=== Page text ===
◇ ◇ ◇
A Faith Meant for Others
In this passage that we read today, our faith journey isn’t meant to be just a private one. Our faith journey was meant to be personal, yes, but our faith journey was never meant to be private. In this passage, Paul reflects that we are all made new in Jesus. But then he quickly turns the attention off of us and says we’ve been given the ministry of reconciliation. And then further than that, he calls us ambassadors for Christ, people who represent Jesus in our worlds. And that is what Jesus aims to do. He does not just want us to be new creations for the sake of ourselves but for the sake of others. To be people who are committed to other people’s new creation journey. Not as perfect north stars ourselves, but as people that can just help people on their journey home and teach them how to navigate life in the likeness of Jesus.
Our faith journey was meant to be personal, yes, but our faith journey was never meant to be private.
There’s a quote by an author named Henri Nouwen who says our prayer life, our Christian life, should not be something that takes us away from the world but something that leads us further into the world. Sometimes as Christians, we try to think about how we can separate ourselves away from the world as much as possible. But in fact, Jesus is calling us to be ambassadors and to share in this ministry of reconciliation and go into the world. The very thing that Jesus says to his disciples at the point of his resurrection before he ascends into heaven, what’s the first thing he says in the great commission? It’s a two-letter word. Go. There’s an outward momentum. There’s an outward focus to our faith.
Living as an Ambassador in the World
I would pose to you today that if your inner life with Jesus is growing deeper, then your outward life representing Jesus in the world should go further. Now, this isn’t opposed to one another. It is not that we lock ourselves away from the world and say, “How can we just be as holy as possible?” No, we live a life with Jesus so that we can go and make disciples just like Helen has done with the lady that she’s been walking a journey with. So my prayer for us today and my call to all of us is maybe you’re not necessarily called to prison ministry per se. I would be pumped if you did because we need more volunteers and that would be amazing and let’s have a talk after this. But this is broader than that. There is a bigger call for every Christian to not just live life as new creations for ourselves, but to live on behalf of others, giving the ministry of reconciliation and being ambassadors for Christ in our worlds, wherever you find yourself: in your workplace, in your sporting teams, in your schools, in your universities.
If your inner life with Jesus is growing deeper, then your outward life representing Jesus in the world should go further.
As you walk down the street, I had an interaction just down at Yaramundi. I had an interaction with a lady down there a few weeks back where I was just there on my day off. In summertime, I get to just go down and have a quick dip and have a swim and I was doing that on my day off. But as I came out of the water and got ready to leave, there was a lady there and she was noticeably upset. And I had every reason to go, “It’s my day off. I am going home and I am going to turn on the NBA because I like basketball.” But I had to physically or mentally say to myself, “No, I am an ambassador for Christ. God has called me to be salt and light in my world, no matter if I’ve clocked in or clocked out of my job.” And this person is in need right now. It seems as though she needs a conversation.
And funnily enough, and it is pretty pertinent right now with our state of the world, but she moved here from Iran six years ago and she’s upset because she’s by herself, a single mom with a couple of kids. And she was doing it tough. She was not finding like she was having enough bandwidth in her life. Everything’s too much. And I was able to talk to her about her faith and funnily enough, she originally left Iran because she was a Christian and she wanted to come into Australia as a safer place to be. And I talked about her prayer life and connecting back to a church out Richmond way and we prayed together. And that was it. I said bye. And I said, “I’m praying for you.”
◇ ◇ ◇
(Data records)
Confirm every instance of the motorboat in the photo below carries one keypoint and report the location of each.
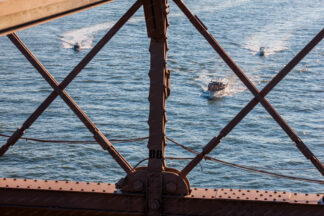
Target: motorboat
(261, 51)
(215, 86)
(76, 47)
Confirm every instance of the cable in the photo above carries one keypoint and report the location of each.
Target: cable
(248, 168)
(177, 158)
(79, 141)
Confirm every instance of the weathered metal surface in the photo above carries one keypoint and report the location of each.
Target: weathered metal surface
(258, 97)
(155, 189)
(50, 197)
(19, 14)
(156, 22)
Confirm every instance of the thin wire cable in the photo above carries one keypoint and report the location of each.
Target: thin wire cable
(249, 168)
(79, 141)
(177, 158)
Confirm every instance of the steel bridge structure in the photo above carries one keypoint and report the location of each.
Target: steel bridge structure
(155, 189)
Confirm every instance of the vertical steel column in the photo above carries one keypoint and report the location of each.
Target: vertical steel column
(156, 22)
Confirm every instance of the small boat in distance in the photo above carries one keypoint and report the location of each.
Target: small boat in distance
(76, 47)
(261, 51)
(216, 86)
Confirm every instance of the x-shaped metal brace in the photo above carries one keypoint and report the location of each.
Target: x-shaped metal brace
(258, 96)
(59, 90)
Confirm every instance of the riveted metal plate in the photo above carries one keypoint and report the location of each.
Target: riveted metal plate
(53, 185)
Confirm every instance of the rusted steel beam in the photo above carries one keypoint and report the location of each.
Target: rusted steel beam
(156, 21)
(49, 197)
(99, 137)
(260, 98)
(93, 52)
(18, 14)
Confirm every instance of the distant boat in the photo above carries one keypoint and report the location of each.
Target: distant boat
(261, 51)
(76, 47)
(214, 87)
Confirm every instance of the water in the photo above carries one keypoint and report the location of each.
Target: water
(113, 89)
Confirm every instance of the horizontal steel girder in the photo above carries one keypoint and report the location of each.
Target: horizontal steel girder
(50, 197)
(19, 14)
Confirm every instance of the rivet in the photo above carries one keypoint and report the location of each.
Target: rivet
(138, 185)
(154, 204)
(171, 187)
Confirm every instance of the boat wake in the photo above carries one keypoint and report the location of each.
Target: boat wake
(233, 86)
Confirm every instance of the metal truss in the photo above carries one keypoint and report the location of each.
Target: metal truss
(155, 189)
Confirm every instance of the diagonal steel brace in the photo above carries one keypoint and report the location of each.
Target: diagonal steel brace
(259, 96)
(103, 141)
(100, 138)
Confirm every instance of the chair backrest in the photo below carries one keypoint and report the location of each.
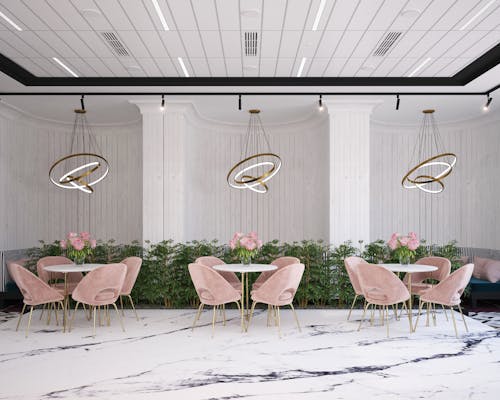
◇ ◇ ◇
=== Work to complete ===
Can you return, word for word, everything in the sermon text from "As you walk" down to "needs a conversation."?

=== Output for this exercise ===
As you walk down the street, I had an interaction just down at Yaramundi. I had an interaction with a lady down there a few weeks back where I was just there on my day off. In summertime, I get to just go down and have a quick dip and have a swim and I was doing that on my day off. But as I came out of the water and got ready to leave, there was a lady there and she was noticeably upset. And I had every reason to go, “It’s my day off. I am going home and I am going to turn on the NBA because I like basketball.” But I had to physically or mentally say to myself, “No, I am an ambassador for Christ. God has called me to be salt and light in my world, no matter if I’ve clocked in or clocked out of my job.” And this person is in need right now. It seems as though she needs a conversation.